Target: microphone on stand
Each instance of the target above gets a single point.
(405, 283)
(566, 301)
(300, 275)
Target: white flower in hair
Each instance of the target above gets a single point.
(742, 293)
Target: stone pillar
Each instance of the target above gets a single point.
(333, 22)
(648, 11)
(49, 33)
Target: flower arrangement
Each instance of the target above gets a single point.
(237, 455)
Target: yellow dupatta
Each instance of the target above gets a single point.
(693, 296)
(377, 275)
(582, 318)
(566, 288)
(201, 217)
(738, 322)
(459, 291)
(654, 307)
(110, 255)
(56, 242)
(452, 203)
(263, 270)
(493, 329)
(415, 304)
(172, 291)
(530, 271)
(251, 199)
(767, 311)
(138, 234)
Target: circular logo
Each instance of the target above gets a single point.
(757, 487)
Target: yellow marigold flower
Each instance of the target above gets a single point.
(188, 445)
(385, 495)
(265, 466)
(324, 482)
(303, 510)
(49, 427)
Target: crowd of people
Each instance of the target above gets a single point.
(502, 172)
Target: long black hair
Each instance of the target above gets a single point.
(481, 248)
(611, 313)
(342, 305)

## THE PROBLEM
Can you return every item above, copying each line unchanged and in its original order?

## TASK ANSWER
Target: microphone on stand
Each instance of the target above gets a single point.
(405, 283)
(566, 301)
(300, 275)
Target: white flower in hair
Each instance of the target above gets a single point.
(742, 293)
Target: stone pillar
Each instance of the target above gets a single point.
(333, 22)
(648, 11)
(49, 33)
Target: flower arrangement
Each instance of the target above gets a single point.
(237, 455)
Target: yellow dupatta
Each instance of the target above gets a single point.
(693, 296)
(377, 275)
(582, 318)
(566, 288)
(201, 217)
(738, 322)
(459, 291)
(654, 307)
(110, 255)
(56, 242)
(452, 203)
(263, 270)
(493, 329)
(415, 304)
(172, 291)
(530, 271)
(251, 199)
(767, 311)
(138, 234)
Target: circular logo
Each instance of the target above gets a single point.
(757, 487)
Target: yellow marigold flower
Each instance of the target above gets a single point.
(188, 445)
(385, 495)
(265, 466)
(324, 482)
(303, 510)
(49, 427)
Target: crowd of people
Each instance of the target above gets a single point.
(502, 172)
Target: long black hair
Each instance of the target above gets a single point.
(481, 248)
(611, 313)
(342, 305)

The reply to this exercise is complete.